▶ What you need to do:
Say how many lines in the listing contain the string "tree", giving the number alone.
-------- Exercise data --------
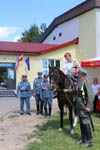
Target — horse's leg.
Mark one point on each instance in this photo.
(71, 119)
(61, 117)
(75, 119)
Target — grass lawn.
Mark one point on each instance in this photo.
(52, 139)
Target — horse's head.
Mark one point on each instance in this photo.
(54, 76)
(58, 78)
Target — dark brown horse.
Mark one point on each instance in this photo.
(60, 81)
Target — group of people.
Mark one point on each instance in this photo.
(96, 90)
(41, 91)
(43, 96)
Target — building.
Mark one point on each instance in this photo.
(83, 22)
(41, 56)
(76, 31)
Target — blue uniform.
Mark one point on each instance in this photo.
(36, 89)
(24, 92)
(46, 95)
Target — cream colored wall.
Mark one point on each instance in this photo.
(36, 62)
(87, 35)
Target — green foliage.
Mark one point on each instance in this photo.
(52, 139)
(33, 34)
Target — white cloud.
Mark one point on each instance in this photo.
(16, 38)
(7, 31)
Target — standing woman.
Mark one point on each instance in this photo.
(36, 93)
(71, 67)
(95, 87)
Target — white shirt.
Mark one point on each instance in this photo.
(69, 65)
(95, 88)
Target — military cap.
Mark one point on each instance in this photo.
(40, 73)
(24, 76)
(45, 76)
(82, 72)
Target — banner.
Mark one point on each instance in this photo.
(18, 59)
(27, 61)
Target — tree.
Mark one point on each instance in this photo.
(33, 34)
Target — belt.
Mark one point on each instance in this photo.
(37, 86)
(46, 89)
(24, 90)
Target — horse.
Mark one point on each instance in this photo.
(60, 81)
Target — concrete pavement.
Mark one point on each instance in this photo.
(8, 104)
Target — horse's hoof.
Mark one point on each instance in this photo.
(60, 129)
(72, 132)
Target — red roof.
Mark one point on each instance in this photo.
(16, 48)
(92, 63)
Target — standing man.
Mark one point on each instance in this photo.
(24, 92)
(71, 66)
(46, 95)
(84, 104)
(36, 92)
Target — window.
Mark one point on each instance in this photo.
(50, 62)
(60, 34)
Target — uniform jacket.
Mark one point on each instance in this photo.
(84, 91)
(24, 89)
(45, 91)
(36, 85)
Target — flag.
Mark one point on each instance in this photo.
(27, 61)
(18, 59)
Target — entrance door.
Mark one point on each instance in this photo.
(7, 76)
(3, 78)
(11, 77)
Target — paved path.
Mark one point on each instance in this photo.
(8, 104)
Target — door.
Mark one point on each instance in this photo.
(11, 77)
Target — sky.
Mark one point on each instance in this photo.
(16, 16)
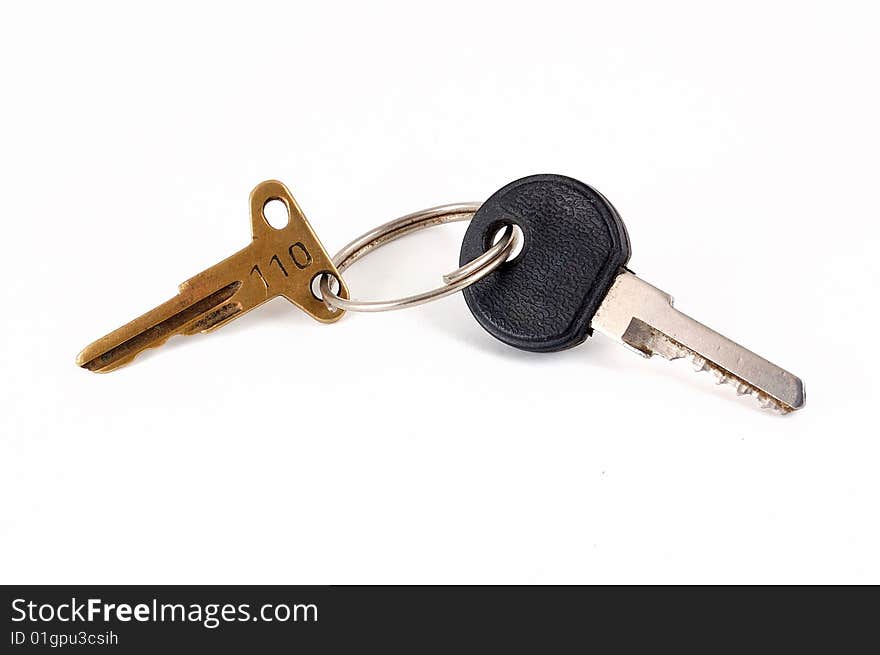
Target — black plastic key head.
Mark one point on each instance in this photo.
(574, 246)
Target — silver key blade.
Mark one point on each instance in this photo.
(642, 317)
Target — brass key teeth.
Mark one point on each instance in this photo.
(277, 262)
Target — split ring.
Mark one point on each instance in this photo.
(457, 280)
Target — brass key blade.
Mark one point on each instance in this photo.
(278, 262)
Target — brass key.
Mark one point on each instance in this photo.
(278, 262)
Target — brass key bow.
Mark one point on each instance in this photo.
(278, 262)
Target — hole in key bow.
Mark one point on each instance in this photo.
(499, 233)
(275, 213)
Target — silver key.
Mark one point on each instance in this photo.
(641, 317)
(571, 279)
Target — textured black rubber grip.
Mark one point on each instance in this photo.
(575, 244)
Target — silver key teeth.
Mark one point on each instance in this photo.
(642, 317)
(660, 344)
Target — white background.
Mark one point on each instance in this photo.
(738, 141)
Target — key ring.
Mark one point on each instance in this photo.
(462, 277)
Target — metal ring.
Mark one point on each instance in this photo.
(457, 280)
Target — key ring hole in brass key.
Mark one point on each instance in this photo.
(455, 281)
(314, 285)
(276, 213)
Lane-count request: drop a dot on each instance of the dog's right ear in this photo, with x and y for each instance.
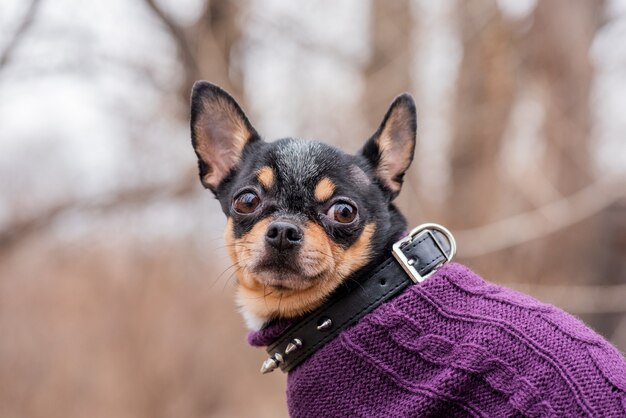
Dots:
(219, 132)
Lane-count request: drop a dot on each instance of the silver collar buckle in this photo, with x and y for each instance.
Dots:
(424, 229)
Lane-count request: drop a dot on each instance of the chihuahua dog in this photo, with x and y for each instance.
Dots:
(303, 216)
(304, 219)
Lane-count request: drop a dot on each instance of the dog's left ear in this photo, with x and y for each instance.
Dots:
(390, 150)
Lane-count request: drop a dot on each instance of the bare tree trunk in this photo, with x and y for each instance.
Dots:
(557, 58)
(485, 92)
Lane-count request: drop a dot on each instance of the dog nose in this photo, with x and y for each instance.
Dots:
(283, 235)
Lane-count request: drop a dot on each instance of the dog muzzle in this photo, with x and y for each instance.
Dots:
(413, 259)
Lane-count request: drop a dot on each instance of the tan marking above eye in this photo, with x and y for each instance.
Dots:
(265, 176)
(324, 190)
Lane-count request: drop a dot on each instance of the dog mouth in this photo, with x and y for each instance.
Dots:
(285, 275)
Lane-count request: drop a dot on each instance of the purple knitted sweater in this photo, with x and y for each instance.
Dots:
(458, 346)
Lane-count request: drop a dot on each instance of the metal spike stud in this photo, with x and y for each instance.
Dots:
(324, 325)
(293, 346)
(271, 363)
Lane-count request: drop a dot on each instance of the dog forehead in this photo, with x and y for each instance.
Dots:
(300, 163)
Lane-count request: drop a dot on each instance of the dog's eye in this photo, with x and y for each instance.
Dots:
(342, 212)
(246, 202)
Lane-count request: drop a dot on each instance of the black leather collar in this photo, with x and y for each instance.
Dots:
(413, 259)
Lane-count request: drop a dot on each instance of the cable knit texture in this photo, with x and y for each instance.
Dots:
(456, 346)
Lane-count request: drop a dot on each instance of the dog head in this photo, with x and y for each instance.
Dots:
(302, 216)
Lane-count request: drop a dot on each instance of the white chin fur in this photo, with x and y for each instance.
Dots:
(253, 322)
--------
▶ Result for this task:
2